TASK: Copy the listing again from the line containing "locate mountain ridge" through the end, swapping "json_objects" for "json_array" and leaving everything else as it stands. Leave out the pictures.

RECORDS FOR THIS EXERCISE:

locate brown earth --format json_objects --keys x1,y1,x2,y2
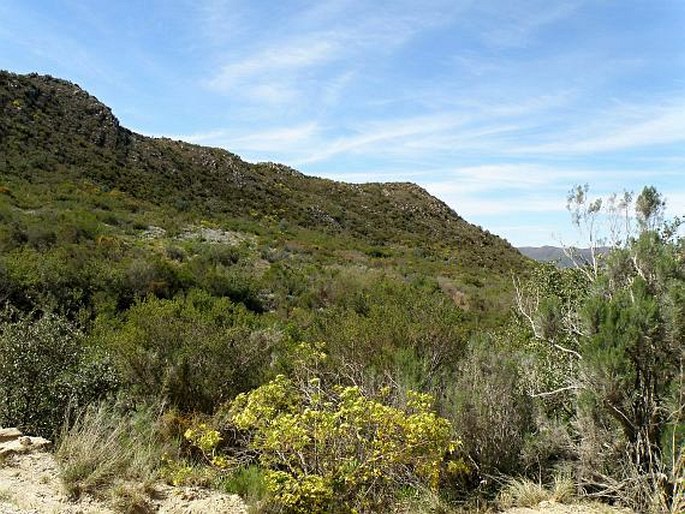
[{"x1": 0, "y1": 451, "x2": 247, "y2": 514}]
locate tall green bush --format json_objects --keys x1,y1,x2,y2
[{"x1": 0, "y1": 314, "x2": 118, "y2": 438}]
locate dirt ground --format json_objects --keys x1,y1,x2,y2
[
  {"x1": 0, "y1": 451, "x2": 631, "y2": 514},
  {"x1": 0, "y1": 452, "x2": 247, "y2": 514}
]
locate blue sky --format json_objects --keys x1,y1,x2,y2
[{"x1": 0, "y1": 0, "x2": 685, "y2": 246}]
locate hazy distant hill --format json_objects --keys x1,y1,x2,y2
[{"x1": 518, "y1": 246, "x2": 608, "y2": 268}]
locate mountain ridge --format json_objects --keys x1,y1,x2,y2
[{"x1": 0, "y1": 71, "x2": 524, "y2": 271}]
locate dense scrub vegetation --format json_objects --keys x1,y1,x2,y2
[{"x1": 0, "y1": 73, "x2": 685, "y2": 512}]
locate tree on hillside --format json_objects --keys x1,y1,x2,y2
[{"x1": 518, "y1": 187, "x2": 685, "y2": 512}]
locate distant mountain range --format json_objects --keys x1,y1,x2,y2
[{"x1": 518, "y1": 246, "x2": 609, "y2": 268}]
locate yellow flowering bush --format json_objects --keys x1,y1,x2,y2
[{"x1": 229, "y1": 347, "x2": 459, "y2": 513}]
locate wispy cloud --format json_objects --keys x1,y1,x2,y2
[{"x1": 520, "y1": 100, "x2": 685, "y2": 155}]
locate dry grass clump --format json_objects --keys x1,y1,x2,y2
[
  {"x1": 55, "y1": 396, "x2": 177, "y2": 504},
  {"x1": 497, "y1": 475, "x2": 576, "y2": 509}
]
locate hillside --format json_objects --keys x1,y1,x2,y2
[{"x1": 0, "y1": 72, "x2": 524, "y2": 280}]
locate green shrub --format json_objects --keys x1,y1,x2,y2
[
  {"x1": 446, "y1": 341, "x2": 534, "y2": 474},
  {"x1": 229, "y1": 345, "x2": 458, "y2": 513},
  {"x1": 100, "y1": 290, "x2": 279, "y2": 412},
  {"x1": 0, "y1": 308, "x2": 118, "y2": 438}
]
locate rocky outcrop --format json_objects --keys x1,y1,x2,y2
[{"x1": 0, "y1": 428, "x2": 52, "y2": 458}]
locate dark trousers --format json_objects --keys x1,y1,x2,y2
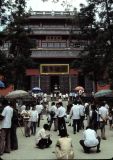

ANSWER:
locate mountain ridge --format json_array --keys x1,y1,x2,y2
[{"x1": 0, "y1": 71, "x2": 524, "y2": 271}]
locate dense scrub vegetation --format json_array --keys x1,y1,x2,y2
[{"x1": 0, "y1": 73, "x2": 685, "y2": 512}]
locate tree on hillside --format json_array --keys x1,y1,x2,y2
[{"x1": 518, "y1": 187, "x2": 685, "y2": 512}]
locate distant mountain range --format json_array --keys x1,y1,x2,y2
[{"x1": 518, "y1": 246, "x2": 609, "y2": 268}]
locate yellow flowering bush --format json_array --keys x1,y1,x2,y2
[{"x1": 229, "y1": 347, "x2": 459, "y2": 513}]
locate wispy cloud --format json_array --keys x1,y1,x2,y2
[{"x1": 520, "y1": 100, "x2": 685, "y2": 155}]
locate dry grass clump --format json_array --keys x1,y1,x2,y2
[
  {"x1": 55, "y1": 396, "x2": 177, "y2": 504},
  {"x1": 497, "y1": 475, "x2": 576, "y2": 509}
]
locate hillside --format json_array --keys x1,y1,x2,y2
[{"x1": 0, "y1": 72, "x2": 524, "y2": 280}]
locate green shrub --format json_array --keys x1,y1,x2,y2
[
  {"x1": 446, "y1": 341, "x2": 534, "y2": 474},
  {"x1": 229, "y1": 345, "x2": 458, "y2": 513},
  {"x1": 100, "y1": 290, "x2": 279, "y2": 412},
  {"x1": 0, "y1": 308, "x2": 118, "y2": 438}
]
locate rocky outcrop --format json_array --keys x1,y1,x2,y2
[{"x1": 0, "y1": 428, "x2": 52, "y2": 458}]
locate dark trousers --format json_array --keys x1,y1,x2,y2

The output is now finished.